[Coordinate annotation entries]
┌──
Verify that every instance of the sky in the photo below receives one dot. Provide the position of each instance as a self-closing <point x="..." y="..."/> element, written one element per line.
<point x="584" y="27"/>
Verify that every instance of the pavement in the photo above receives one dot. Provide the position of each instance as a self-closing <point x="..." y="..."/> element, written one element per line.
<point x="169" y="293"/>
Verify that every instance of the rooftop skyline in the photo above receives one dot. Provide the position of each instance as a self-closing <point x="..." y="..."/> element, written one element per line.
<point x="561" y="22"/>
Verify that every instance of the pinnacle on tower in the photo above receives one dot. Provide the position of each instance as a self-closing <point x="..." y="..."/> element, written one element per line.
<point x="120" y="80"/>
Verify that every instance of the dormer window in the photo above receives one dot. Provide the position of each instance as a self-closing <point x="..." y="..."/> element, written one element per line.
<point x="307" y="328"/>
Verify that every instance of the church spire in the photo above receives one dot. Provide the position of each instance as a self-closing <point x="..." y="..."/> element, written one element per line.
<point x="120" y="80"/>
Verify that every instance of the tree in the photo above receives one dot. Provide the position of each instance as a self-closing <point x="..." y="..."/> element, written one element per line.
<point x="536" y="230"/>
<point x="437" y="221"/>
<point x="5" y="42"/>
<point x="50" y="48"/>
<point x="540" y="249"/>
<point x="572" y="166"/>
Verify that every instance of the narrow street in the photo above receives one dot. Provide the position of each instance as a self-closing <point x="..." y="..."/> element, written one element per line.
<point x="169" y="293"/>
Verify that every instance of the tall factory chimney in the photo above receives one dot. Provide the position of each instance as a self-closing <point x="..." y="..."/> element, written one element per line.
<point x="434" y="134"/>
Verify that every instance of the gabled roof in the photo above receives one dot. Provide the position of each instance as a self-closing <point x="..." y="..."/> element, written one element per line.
└──
Given exercise: Quote the listing in full, please, keeping every line exact.

Result of the task:
Verify that every instance of the sky in the photo below receives one dot. Provide the position of each instance as a self-closing <point x="..." y="..."/> element, written one element per line.
<point x="584" y="27"/>
Verify that every instance of the pavement in the photo above receives one dot. Provide the position of each instance as a self-closing <point x="..." y="..."/> element, written one element per line.
<point x="169" y="293"/>
Verify that every instance of the rooftop skyline in the photo above receives one dot. Provide the position of each instance as a self-closing <point x="..." y="..."/> element, written one element per line.
<point x="561" y="22"/>
Verify that every instance of the pinnacle on tower in the photo above receives one dot. Provide the position of each instance as a self-closing <point x="..." y="..."/> element, written one element per line.
<point x="120" y="80"/>
Verify that every instance of the dormer window in the photo above receives one dot. Provide the position of each instance as a self-closing <point x="..." y="..."/> element, written one element per line.
<point x="307" y="328"/>
Verify that every instance of the church spire in the photo above receives one dot. Provide the position of each instance as a self-closing <point x="..." y="..."/> element, written one element per line.
<point x="120" y="80"/>
Verify that every instance of the tree in the photo above receives one dot. Provide the position of each instance as a self-closing <point x="..." y="..."/> element, written one element per line.
<point x="536" y="230"/>
<point x="437" y="221"/>
<point x="5" y="42"/>
<point x="50" y="48"/>
<point x="540" y="249"/>
<point x="572" y="166"/>
Verify that every instance of the narrow street in the photo above receives one dot. Provide the position of each instance as a self-closing <point x="..." y="..."/> element, written one element per line.
<point x="169" y="293"/>
Verify that every instance of the tall factory chimney in the photo above receives one dot. Provide the position of each instance as a self-closing <point x="..." y="..."/> element, written one element per line.
<point x="434" y="134"/>
Verify that every instance of the gabled roof in the photo above receives one dot. Provide the position of each instance as a self-closing <point x="..." y="..."/> element, written one element per line.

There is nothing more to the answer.